Mask labeling examples
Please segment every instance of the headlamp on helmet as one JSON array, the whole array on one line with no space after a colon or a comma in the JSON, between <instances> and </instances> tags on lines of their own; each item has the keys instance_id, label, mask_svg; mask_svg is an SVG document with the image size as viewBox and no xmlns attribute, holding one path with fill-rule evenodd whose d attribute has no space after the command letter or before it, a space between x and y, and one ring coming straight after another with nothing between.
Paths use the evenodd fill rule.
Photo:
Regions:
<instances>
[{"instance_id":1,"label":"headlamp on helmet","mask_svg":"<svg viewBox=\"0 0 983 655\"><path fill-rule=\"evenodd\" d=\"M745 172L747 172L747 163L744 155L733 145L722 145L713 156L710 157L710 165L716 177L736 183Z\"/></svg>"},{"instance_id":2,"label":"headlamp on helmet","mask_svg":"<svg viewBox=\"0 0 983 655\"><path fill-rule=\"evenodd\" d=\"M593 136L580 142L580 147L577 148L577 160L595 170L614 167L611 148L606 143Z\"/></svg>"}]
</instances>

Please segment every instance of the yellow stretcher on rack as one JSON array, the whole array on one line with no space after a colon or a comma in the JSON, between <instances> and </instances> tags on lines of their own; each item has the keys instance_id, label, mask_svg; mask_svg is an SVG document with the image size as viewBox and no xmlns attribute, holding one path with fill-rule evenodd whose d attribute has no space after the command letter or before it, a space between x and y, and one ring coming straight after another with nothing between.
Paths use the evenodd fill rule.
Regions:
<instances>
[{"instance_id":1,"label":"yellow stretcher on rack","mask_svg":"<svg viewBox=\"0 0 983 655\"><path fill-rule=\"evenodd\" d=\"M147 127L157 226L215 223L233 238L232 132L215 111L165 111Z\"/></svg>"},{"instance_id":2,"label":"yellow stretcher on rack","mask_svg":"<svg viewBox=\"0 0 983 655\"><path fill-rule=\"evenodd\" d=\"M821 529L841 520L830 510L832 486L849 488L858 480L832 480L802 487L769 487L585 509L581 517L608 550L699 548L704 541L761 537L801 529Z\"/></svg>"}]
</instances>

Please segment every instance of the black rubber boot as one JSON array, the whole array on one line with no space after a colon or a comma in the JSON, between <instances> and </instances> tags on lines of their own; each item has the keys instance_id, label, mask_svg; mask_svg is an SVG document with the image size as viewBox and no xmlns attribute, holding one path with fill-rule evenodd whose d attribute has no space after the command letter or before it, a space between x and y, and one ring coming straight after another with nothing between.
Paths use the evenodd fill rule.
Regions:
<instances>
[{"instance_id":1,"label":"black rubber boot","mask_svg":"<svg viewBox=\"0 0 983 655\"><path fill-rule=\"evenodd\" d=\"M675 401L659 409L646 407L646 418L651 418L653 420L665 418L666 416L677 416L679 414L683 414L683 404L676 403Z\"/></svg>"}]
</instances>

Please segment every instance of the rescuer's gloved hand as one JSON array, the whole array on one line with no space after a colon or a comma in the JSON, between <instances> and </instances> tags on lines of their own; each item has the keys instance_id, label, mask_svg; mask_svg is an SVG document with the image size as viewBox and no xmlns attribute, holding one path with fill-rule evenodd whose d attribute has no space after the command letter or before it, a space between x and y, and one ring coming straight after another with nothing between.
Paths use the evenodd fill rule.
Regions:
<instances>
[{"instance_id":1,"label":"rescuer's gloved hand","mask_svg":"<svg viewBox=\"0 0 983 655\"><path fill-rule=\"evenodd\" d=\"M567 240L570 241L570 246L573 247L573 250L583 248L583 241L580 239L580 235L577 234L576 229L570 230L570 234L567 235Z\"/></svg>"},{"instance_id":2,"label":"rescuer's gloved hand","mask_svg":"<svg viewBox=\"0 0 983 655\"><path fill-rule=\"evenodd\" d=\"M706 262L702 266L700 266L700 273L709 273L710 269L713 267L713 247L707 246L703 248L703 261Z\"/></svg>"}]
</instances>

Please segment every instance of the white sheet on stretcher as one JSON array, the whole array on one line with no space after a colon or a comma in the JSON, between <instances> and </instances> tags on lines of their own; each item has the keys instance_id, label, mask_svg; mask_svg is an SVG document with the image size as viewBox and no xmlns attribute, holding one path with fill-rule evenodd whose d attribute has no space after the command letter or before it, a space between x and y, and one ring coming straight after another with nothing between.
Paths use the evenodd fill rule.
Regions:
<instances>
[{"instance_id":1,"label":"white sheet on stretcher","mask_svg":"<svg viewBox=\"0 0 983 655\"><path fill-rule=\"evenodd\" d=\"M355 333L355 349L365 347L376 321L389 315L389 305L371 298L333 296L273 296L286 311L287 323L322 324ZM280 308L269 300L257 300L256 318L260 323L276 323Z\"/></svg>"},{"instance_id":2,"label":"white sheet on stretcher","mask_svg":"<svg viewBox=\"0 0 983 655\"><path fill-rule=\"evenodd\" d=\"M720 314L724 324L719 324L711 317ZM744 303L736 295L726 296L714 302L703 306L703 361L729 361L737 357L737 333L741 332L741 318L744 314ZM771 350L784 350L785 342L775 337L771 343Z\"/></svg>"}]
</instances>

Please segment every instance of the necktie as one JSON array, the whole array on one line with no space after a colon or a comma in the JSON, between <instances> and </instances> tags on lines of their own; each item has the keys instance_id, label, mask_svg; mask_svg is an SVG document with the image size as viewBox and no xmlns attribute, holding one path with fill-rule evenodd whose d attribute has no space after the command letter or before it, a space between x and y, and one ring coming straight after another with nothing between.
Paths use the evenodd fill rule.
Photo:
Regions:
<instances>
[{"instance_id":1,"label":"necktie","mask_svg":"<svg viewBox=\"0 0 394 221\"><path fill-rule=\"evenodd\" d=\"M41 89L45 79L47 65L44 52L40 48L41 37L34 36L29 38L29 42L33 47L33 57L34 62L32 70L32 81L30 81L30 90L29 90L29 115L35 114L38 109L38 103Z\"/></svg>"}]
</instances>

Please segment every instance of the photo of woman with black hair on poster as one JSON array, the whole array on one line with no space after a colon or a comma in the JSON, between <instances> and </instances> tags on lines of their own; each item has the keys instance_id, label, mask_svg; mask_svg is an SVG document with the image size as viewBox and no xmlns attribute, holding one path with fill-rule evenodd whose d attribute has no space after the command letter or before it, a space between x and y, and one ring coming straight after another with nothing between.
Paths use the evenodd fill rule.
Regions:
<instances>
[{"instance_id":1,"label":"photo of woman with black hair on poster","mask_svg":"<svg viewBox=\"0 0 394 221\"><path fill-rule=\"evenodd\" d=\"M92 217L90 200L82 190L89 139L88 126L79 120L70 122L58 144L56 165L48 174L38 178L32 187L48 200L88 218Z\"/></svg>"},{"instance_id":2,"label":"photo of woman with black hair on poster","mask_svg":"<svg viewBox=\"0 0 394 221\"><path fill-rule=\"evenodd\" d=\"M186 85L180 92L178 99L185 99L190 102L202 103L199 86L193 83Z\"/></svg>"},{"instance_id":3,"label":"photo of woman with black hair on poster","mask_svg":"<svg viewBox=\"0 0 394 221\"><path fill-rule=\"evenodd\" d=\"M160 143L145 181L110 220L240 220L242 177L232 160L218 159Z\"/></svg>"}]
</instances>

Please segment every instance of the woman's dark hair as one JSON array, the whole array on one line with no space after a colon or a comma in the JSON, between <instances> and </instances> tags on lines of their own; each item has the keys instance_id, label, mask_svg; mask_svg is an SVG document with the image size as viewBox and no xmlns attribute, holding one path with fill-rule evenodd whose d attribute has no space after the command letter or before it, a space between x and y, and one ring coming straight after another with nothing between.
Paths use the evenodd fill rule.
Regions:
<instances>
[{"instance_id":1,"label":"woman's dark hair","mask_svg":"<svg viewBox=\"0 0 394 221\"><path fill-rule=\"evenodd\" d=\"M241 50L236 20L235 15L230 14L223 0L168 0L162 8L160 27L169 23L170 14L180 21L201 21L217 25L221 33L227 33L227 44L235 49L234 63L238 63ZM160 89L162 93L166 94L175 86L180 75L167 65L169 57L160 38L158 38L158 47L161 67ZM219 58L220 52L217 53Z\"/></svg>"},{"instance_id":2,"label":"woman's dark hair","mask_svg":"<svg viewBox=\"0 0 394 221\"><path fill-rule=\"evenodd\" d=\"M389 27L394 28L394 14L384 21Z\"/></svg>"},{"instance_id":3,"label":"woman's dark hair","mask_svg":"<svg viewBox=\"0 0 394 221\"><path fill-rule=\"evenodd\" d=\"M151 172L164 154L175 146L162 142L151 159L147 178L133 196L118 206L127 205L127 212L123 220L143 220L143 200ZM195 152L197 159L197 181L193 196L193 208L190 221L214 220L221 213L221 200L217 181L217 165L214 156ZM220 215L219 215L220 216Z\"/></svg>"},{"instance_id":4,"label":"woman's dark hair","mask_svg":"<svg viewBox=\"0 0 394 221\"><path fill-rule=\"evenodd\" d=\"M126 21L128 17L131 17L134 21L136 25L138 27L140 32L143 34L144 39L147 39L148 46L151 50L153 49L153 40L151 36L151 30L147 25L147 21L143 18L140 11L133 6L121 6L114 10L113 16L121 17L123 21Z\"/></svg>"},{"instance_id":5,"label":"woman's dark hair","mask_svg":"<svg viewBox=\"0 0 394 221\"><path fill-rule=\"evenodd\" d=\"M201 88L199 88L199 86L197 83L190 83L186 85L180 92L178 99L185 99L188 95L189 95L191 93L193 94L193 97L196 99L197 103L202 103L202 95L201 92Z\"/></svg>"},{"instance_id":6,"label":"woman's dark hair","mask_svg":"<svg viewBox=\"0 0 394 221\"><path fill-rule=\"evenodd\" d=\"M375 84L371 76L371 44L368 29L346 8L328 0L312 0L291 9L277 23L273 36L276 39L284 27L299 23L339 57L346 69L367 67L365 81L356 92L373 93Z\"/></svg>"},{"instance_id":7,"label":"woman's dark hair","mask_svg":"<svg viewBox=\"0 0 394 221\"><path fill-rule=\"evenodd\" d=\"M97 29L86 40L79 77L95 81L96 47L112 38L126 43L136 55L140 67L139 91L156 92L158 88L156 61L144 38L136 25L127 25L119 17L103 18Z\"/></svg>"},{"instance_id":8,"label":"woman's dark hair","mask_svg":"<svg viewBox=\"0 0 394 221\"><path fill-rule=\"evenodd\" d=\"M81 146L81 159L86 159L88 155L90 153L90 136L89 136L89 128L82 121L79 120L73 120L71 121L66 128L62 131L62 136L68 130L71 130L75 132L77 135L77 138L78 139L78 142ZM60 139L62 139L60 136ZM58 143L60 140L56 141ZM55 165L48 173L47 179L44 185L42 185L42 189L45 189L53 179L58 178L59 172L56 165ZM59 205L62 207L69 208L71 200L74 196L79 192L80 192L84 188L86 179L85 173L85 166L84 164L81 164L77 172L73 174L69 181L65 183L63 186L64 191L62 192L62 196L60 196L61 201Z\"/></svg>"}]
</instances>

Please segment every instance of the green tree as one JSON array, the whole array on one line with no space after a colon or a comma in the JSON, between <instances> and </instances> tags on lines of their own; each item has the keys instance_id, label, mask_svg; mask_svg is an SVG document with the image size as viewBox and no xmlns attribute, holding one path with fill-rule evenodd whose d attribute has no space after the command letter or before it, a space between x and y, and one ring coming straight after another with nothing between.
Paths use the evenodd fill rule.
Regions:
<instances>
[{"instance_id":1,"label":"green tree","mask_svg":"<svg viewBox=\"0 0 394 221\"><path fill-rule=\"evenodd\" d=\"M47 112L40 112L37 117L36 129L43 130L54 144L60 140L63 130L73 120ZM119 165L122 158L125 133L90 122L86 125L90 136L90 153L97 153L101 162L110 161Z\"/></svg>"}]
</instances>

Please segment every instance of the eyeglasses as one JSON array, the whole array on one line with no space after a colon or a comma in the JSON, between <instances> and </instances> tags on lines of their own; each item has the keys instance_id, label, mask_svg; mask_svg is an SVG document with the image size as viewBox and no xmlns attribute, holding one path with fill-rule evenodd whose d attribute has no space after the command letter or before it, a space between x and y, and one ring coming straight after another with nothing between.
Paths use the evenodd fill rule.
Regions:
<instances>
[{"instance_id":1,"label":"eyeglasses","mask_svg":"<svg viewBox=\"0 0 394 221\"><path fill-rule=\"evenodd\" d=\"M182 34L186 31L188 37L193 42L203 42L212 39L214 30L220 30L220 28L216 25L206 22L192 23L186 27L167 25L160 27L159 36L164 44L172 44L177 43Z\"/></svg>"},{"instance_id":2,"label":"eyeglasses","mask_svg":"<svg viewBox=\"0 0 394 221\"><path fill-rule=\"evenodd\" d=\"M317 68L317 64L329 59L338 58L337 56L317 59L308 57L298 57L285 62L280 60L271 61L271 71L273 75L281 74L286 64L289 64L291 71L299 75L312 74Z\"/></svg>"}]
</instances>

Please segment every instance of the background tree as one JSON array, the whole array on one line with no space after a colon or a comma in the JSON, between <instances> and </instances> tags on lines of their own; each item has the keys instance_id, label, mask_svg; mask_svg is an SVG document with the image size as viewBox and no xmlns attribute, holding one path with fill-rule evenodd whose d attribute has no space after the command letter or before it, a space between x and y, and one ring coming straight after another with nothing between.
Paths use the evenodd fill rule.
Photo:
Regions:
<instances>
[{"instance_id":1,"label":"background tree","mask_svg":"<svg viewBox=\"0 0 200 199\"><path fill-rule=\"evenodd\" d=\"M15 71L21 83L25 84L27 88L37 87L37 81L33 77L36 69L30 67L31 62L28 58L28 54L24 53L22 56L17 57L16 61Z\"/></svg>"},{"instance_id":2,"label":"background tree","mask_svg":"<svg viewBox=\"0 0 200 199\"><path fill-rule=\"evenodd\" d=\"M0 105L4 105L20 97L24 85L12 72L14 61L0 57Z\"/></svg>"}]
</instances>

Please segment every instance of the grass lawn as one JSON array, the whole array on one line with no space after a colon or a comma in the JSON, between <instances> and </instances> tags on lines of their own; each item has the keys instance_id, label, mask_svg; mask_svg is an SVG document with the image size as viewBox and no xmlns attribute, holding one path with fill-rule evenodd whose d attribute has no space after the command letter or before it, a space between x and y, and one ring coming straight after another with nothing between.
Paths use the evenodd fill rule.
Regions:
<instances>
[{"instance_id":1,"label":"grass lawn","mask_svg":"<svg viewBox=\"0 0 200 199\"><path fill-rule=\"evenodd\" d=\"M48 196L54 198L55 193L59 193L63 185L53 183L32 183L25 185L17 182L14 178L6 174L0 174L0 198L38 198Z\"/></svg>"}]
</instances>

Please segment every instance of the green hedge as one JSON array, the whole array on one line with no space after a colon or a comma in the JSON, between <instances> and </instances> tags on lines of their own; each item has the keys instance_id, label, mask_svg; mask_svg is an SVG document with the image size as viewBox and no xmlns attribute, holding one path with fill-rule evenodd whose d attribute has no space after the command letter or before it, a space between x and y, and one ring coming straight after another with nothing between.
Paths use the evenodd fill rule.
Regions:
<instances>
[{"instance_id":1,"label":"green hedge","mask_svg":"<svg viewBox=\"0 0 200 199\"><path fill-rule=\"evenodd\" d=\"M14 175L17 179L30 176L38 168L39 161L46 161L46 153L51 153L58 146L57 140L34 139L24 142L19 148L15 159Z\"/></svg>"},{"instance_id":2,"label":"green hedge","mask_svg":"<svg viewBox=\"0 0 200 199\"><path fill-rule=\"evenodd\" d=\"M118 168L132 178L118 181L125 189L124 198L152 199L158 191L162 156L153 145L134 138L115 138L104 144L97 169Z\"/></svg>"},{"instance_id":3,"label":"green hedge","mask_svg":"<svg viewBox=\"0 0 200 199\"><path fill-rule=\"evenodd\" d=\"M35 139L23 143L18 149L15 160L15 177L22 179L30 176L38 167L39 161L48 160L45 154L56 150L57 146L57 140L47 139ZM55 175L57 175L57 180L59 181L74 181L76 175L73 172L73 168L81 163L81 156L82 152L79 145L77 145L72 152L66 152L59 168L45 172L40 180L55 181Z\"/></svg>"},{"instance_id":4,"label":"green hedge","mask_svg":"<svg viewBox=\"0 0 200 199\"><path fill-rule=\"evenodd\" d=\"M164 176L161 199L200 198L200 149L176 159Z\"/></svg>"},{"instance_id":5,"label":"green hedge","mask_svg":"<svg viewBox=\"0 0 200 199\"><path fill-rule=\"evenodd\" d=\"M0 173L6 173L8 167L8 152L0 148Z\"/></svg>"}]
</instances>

DIRECTIONS FOR THIS TASK: Find the line containing "Please segment every instance of the green hedge", then output it and every line after it to the end of the data, exactly.

COMPLETE OUTPUT:
Please segment every instance of the green hedge as one JSON array, the whole array on one line with no space after a colon or a comma in the JSON, between <instances> and </instances> tags on lines of their own; each item has the keys instance_id, label, mask_svg; mask_svg is an SVG document with the image size as viewBox and no xmlns attribute, holding one path with fill-rule evenodd whose d attribute has no space after the command letter or before it, a space between x and y, and one ring coming straight after another with nothing between.
Paths use the evenodd fill rule.
Regions:
<instances>
[{"instance_id":1,"label":"green hedge","mask_svg":"<svg viewBox=\"0 0 200 199\"><path fill-rule=\"evenodd\" d=\"M14 175L17 179L30 176L38 168L39 161L46 161L46 153L51 153L58 146L57 140L34 139L24 142L19 148L15 159Z\"/></svg>"},{"instance_id":2,"label":"green hedge","mask_svg":"<svg viewBox=\"0 0 200 199\"><path fill-rule=\"evenodd\" d=\"M118 168L132 178L118 181L125 189L124 198L152 199L158 191L162 156L153 145L134 138L115 138L104 144L97 169Z\"/></svg>"},{"instance_id":3,"label":"green hedge","mask_svg":"<svg viewBox=\"0 0 200 199\"><path fill-rule=\"evenodd\" d=\"M35 139L23 143L18 149L15 160L15 177L22 179L30 176L38 167L39 161L48 160L45 154L56 150L57 146L57 140L47 139ZM55 175L57 175L57 180L59 181L74 181L76 175L73 172L73 168L81 163L81 156L82 152L79 145L77 145L72 152L66 152L59 168L45 172L40 180L55 181Z\"/></svg>"},{"instance_id":4,"label":"green hedge","mask_svg":"<svg viewBox=\"0 0 200 199\"><path fill-rule=\"evenodd\" d=\"M164 176L161 199L200 198L200 149L176 159Z\"/></svg>"},{"instance_id":5,"label":"green hedge","mask_svg":"<svg viewBox=\"0 0 200 199\"><path fill-rule=\"evenodd\" d=\"M0 173L6 173L8 167L8 152L0 148Z\"/></svg>"}]
</instances>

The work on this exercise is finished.